### TEXT FOR ANALYSIS
Start of Block

Well, they keep putting them out, so I’ll keep reading and reviewing them. I have previously posted about the writing team of Douglas Preston and Lincoln Child. I have been enjoying their long-running Pendergast series, and the more recent Gideon Cross. Now they have new novels out in both series.
So, first up is the new Gideon Cross: Beyond the Ice Limit. This one is a sequel to one of Preston & Child’s stand-alone novels, The Ice Limit.
In The Ice Limit we are first introduced to Eli Glinn and his Effective Engineering Solutions. In this 2000 novel, Eli and EES are hired to come up with a plan to remove a huge meteor from an island near Cape Horn, and return it to the U.S., where it will be the showcase for a new museum being built by billionaire Palmer Lloyd. Obtaining the meteor is not without its issues, not the least of which is an Argentinian naval ship pursuing them. Their ship is sunk, taking the meteor to the ocean floor. At which point they figure out the meteor is actually an alien seed and is growing.
This theme was shown in the background of Eli’s several appearances in both the Pendergast series as well as the Cross series. And in Beyond the Ice Limit, they go after the seed to destroy it. Do they succeed, and what about Gideon’s future? Well, clearly they will succeed as Gideon’s world is the world of Agent Pendergast. But how they get there is the real issue.
No word as yet on any future Gideon works.
For the Pendergast series, we have two new novels in the series: Crimson Shore and Obsidian Chamber. I hadn’t noticed, but the last few novels have had titles with color themes: White Fire, then Blue Labyrinth, and now Crimson Shore and Obsidian Chamber. Well, obsidian really isn’t a color, though it used as a synonym for black. Further, these two novels are connected as the first ends on a cliffhanger that is concluded in the second.

End of Block

### STUDY MATERIAL
Start of Block

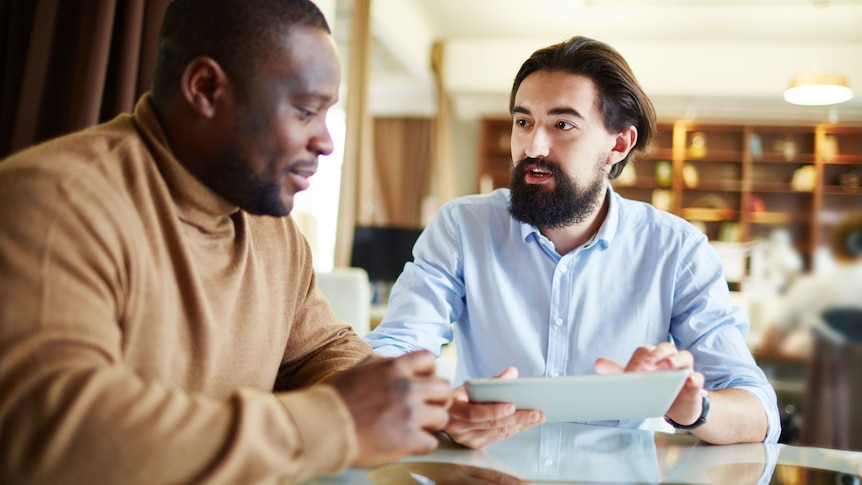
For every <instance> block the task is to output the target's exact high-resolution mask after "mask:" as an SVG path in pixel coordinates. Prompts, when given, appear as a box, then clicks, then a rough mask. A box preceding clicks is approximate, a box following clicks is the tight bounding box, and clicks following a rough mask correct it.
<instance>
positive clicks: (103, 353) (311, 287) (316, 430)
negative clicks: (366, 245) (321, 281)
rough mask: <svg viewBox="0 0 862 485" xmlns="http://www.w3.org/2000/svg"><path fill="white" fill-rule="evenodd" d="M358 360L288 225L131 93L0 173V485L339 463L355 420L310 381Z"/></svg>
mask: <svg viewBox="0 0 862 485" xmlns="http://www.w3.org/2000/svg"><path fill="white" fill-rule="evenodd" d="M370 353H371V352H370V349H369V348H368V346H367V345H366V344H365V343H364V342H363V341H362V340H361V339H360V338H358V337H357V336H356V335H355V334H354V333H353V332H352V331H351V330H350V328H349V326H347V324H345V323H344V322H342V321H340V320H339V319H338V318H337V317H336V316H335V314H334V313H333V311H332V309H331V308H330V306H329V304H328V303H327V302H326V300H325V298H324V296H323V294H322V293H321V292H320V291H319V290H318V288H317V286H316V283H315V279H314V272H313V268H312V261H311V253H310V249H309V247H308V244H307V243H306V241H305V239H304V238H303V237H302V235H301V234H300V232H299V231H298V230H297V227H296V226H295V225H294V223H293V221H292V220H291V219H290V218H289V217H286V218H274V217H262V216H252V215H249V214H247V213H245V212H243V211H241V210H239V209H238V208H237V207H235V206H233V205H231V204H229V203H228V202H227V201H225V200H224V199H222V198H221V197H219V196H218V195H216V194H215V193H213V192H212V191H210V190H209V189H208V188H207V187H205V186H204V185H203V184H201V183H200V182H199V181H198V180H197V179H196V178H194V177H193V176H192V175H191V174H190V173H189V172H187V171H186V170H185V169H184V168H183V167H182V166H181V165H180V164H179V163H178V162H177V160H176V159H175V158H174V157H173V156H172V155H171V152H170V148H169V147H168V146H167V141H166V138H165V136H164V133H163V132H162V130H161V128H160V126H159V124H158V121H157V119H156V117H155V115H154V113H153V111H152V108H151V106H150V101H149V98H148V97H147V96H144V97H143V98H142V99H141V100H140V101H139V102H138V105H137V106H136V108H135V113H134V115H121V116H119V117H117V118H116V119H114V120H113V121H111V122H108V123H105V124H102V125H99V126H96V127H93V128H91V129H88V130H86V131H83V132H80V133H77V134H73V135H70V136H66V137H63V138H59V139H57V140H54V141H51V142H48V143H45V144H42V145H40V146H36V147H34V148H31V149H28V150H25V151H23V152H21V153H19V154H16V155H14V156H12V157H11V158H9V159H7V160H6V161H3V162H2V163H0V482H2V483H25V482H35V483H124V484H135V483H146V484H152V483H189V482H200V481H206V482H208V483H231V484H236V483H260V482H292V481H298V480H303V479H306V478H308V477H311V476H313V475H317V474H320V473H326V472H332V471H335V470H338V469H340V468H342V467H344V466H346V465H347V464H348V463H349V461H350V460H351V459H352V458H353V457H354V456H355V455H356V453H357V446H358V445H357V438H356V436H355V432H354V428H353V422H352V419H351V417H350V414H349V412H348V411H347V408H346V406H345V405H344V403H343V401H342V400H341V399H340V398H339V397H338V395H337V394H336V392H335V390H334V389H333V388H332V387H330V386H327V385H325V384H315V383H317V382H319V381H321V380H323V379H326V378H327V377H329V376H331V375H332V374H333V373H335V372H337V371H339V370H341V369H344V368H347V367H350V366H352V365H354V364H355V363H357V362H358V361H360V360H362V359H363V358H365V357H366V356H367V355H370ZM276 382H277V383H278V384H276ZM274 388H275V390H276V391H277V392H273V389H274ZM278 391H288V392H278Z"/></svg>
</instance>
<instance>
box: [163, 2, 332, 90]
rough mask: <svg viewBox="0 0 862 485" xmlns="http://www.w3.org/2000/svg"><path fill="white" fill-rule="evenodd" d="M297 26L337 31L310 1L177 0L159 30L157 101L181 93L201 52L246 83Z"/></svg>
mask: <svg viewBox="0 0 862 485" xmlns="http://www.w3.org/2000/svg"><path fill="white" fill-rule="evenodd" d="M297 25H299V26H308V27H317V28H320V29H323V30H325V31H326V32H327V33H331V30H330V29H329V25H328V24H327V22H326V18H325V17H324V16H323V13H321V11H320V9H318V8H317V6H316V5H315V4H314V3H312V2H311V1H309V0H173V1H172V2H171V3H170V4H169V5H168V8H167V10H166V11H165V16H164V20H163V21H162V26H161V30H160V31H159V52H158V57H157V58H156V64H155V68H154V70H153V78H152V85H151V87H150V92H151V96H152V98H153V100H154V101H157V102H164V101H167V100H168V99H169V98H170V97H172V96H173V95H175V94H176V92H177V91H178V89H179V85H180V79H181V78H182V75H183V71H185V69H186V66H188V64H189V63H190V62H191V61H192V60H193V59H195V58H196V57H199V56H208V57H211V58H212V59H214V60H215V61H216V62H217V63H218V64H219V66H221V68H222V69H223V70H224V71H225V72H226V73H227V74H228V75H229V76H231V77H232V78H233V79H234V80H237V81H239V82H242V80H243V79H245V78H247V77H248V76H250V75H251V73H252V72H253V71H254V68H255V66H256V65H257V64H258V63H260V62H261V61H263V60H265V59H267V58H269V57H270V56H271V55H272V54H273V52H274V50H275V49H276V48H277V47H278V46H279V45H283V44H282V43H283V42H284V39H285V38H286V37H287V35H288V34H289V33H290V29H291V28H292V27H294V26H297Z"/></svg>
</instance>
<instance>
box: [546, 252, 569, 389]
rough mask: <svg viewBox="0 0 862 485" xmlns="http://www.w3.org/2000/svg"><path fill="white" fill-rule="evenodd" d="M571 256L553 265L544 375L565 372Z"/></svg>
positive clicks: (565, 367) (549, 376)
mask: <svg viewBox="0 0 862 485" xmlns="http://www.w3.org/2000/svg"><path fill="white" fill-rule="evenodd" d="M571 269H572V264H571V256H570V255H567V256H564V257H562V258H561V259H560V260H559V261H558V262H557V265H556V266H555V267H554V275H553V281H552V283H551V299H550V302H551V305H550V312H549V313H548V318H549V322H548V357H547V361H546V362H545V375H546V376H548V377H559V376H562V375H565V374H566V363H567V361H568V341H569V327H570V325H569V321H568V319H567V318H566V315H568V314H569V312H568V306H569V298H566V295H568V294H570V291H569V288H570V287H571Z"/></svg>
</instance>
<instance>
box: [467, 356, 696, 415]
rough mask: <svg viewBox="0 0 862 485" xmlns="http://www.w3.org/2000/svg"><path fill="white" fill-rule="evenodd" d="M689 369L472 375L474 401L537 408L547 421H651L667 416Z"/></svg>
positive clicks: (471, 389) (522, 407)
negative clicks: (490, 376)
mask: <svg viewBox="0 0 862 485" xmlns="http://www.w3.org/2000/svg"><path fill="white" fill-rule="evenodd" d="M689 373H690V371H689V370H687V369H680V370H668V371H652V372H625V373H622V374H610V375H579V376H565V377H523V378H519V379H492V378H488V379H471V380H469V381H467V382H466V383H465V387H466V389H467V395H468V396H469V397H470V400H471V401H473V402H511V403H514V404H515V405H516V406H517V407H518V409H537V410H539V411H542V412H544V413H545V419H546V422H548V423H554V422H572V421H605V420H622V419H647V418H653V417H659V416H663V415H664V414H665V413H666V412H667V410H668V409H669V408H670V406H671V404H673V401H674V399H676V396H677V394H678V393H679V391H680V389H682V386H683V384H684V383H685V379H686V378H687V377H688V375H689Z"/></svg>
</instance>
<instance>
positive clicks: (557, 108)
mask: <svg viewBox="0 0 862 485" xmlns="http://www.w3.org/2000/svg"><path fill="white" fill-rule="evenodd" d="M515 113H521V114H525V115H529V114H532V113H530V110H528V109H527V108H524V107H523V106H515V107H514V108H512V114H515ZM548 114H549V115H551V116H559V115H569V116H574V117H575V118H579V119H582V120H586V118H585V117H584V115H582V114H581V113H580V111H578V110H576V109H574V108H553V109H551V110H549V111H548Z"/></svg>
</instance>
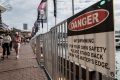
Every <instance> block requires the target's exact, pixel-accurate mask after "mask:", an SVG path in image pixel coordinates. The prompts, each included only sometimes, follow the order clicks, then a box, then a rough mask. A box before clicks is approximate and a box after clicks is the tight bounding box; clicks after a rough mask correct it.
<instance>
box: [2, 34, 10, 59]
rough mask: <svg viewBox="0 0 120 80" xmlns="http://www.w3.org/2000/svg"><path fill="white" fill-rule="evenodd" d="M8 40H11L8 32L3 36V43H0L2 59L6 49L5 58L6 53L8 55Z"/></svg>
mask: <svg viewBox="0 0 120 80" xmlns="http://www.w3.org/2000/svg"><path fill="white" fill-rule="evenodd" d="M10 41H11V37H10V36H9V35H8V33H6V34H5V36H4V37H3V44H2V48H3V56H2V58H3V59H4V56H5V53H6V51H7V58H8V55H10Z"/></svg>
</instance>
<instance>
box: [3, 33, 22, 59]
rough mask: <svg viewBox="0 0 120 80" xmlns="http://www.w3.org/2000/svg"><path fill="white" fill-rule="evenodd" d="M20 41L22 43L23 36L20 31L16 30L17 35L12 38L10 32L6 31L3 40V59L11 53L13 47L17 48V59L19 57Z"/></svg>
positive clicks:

End of Block
Start of Block

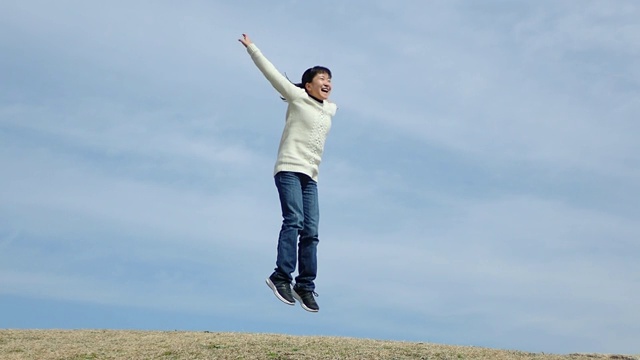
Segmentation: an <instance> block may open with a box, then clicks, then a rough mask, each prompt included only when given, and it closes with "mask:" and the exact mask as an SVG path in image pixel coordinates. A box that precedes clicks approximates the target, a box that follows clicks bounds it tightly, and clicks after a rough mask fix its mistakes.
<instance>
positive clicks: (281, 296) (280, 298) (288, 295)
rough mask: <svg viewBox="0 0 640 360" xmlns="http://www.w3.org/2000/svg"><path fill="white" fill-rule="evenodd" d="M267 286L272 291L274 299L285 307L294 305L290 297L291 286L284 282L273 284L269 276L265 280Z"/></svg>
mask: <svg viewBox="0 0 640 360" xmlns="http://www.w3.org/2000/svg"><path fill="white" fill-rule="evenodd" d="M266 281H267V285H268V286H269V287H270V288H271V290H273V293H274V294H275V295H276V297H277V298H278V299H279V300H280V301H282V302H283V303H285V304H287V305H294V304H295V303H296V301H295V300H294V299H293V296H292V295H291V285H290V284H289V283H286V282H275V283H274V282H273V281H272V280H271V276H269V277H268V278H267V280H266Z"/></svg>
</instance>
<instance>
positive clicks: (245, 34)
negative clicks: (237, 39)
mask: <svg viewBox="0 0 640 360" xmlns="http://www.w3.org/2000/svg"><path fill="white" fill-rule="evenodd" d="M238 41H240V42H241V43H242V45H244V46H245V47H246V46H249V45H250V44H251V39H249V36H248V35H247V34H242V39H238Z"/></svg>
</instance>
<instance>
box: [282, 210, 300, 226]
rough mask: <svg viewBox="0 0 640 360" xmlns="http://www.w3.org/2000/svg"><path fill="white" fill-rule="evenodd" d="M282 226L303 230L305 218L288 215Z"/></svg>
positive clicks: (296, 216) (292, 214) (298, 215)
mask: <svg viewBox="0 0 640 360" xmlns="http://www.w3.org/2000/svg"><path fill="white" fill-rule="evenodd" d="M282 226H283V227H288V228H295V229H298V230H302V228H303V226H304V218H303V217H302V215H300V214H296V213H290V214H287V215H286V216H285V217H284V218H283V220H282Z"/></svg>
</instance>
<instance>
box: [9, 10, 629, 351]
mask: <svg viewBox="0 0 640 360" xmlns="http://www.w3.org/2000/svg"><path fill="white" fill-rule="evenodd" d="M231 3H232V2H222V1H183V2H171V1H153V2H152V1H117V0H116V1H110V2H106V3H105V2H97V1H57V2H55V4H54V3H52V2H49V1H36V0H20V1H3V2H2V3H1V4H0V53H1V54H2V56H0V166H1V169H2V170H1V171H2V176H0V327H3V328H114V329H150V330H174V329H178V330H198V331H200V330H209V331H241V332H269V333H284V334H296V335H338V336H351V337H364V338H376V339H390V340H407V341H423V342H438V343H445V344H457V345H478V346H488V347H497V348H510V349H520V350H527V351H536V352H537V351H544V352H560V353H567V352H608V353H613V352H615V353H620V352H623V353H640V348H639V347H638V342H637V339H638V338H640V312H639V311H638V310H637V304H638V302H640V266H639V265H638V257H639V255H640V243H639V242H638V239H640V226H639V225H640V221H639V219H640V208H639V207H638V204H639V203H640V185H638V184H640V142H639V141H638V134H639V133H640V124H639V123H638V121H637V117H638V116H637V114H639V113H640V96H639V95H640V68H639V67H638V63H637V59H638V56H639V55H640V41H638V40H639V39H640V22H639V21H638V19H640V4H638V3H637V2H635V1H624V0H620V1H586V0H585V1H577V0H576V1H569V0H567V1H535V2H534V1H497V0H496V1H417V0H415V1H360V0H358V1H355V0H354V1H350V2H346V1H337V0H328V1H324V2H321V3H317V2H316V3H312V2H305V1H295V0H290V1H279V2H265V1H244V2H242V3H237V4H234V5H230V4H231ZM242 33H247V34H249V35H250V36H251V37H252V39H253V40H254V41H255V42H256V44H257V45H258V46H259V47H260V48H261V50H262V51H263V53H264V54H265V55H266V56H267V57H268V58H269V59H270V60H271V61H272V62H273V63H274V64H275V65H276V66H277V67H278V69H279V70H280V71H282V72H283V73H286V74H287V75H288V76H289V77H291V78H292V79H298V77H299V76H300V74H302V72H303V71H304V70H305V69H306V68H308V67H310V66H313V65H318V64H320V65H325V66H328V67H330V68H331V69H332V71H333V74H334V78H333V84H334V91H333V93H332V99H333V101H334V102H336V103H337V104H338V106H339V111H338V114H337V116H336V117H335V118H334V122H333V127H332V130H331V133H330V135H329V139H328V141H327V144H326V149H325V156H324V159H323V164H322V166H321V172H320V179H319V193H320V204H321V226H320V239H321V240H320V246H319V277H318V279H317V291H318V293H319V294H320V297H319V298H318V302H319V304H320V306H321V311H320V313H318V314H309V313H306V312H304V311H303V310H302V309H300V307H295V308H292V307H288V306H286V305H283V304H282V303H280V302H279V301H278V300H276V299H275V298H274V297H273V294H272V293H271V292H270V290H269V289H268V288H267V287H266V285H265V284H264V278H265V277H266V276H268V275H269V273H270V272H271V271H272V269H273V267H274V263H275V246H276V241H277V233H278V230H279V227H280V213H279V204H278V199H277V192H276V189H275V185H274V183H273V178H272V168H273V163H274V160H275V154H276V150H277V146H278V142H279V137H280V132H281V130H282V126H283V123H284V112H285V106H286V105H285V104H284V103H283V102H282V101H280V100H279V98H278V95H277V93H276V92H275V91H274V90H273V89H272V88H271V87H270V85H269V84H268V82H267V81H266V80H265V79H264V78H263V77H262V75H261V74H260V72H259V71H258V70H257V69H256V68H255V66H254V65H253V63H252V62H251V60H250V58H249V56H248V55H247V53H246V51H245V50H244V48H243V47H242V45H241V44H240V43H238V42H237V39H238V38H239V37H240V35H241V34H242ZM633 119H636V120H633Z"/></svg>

End of Block
Start of Block

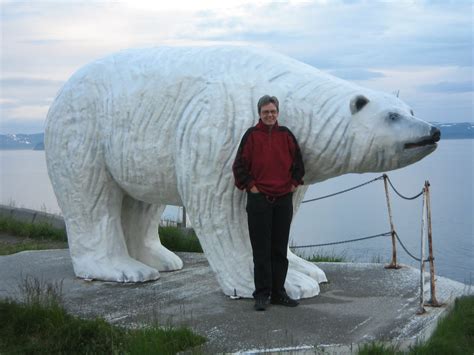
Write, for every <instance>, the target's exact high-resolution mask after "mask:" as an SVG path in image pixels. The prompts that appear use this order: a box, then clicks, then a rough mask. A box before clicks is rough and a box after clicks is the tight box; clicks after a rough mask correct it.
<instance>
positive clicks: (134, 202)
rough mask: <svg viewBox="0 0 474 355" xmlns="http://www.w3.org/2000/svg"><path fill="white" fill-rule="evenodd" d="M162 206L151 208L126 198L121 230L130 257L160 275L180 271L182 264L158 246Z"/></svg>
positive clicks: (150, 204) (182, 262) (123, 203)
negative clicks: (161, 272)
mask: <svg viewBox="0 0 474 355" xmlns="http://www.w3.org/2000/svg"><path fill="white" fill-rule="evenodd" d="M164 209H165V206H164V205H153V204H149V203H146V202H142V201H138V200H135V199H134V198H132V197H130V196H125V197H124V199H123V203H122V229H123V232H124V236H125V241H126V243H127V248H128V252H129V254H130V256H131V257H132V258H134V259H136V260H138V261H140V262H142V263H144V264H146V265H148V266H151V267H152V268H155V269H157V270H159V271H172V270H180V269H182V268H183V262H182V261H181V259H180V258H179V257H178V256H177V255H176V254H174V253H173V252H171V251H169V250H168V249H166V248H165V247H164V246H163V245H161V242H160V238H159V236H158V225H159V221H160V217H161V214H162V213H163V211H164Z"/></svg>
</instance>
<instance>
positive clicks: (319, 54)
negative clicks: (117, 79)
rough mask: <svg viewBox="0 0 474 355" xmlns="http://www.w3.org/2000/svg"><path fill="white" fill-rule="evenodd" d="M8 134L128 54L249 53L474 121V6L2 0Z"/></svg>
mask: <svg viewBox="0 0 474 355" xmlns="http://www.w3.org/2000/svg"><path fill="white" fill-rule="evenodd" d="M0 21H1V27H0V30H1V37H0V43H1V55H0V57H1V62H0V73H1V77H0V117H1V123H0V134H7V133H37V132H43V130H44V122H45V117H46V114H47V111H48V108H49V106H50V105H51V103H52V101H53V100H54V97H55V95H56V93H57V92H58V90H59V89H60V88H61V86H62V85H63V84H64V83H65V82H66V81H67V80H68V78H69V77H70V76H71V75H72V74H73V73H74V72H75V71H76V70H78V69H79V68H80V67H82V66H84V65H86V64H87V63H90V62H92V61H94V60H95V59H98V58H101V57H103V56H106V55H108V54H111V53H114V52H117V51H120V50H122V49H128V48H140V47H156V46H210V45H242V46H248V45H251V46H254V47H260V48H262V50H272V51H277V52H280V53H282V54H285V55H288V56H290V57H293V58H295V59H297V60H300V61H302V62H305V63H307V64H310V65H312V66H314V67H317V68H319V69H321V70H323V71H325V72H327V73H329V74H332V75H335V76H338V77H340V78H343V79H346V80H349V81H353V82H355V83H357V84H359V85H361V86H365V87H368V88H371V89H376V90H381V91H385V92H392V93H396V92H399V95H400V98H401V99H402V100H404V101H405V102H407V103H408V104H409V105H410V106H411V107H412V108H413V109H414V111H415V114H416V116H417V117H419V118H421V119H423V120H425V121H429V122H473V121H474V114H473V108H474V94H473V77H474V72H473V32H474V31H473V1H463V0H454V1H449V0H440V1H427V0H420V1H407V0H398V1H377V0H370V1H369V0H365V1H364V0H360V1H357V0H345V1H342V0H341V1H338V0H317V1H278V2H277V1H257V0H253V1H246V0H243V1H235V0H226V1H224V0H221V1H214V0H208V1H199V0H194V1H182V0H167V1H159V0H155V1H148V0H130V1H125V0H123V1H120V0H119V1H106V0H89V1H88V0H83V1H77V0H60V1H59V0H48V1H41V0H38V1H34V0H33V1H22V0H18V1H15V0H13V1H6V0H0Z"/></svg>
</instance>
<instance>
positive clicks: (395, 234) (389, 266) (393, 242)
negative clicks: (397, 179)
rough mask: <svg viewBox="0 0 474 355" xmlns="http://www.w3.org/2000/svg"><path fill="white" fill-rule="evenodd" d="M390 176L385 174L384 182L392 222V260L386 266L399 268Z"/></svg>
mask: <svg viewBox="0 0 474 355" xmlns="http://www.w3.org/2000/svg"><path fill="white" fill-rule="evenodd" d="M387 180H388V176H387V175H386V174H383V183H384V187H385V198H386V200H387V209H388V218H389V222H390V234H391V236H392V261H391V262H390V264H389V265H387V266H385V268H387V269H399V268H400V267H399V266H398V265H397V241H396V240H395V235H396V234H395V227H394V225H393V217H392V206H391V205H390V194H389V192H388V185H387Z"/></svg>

End of Block

### REQUIRED ACTIONS
1. Answer these from the review of Preston & Child novels:
(a) Which stand-alone novel is Beyond the Ice Limit a sequel to?
(b) Who is building the new museum where the meteor is meant to be shown?
(c) What are the titles of the two new novels in the Pendergast series?
2. Repeat word for word the stretch of the review of Preston & Child novels from "This theme was" through "in the second.".

### ANSWERS FOR THE TASKS
1.
(a) The Ice Limit
(b) Billionaire Palmer Lloyd
(c) Crimson Shore and Obsidian Chamber

2.
This theme was shown in the background of Eli’s several appearances in both the Pendergast series as well as the Cross series. And in Beyond the Ice Limit, they go after the seed to destroy it. Do they succeed, and what about Gideon’s future? Well, clearly they will succeed as Gideon’s world is the world of Agent Pendergast. But how they get there is the real issue.
No word as yet on any future Gideon works.
For the Pendergast series, we have two new novels in the series: Crimson Shore and Obsidian Chamber. I hadn’t noticed, but the last few novels have had titles with color themes: White Fire, then Blue Labyrinth, and now Crimson Shore and Obsidian Chamber. Well, obsidian really isn’t a color, though it used as a synonym for black. Further, these two novels are connected as the first ends on a cliffhanger that is concluded in the second.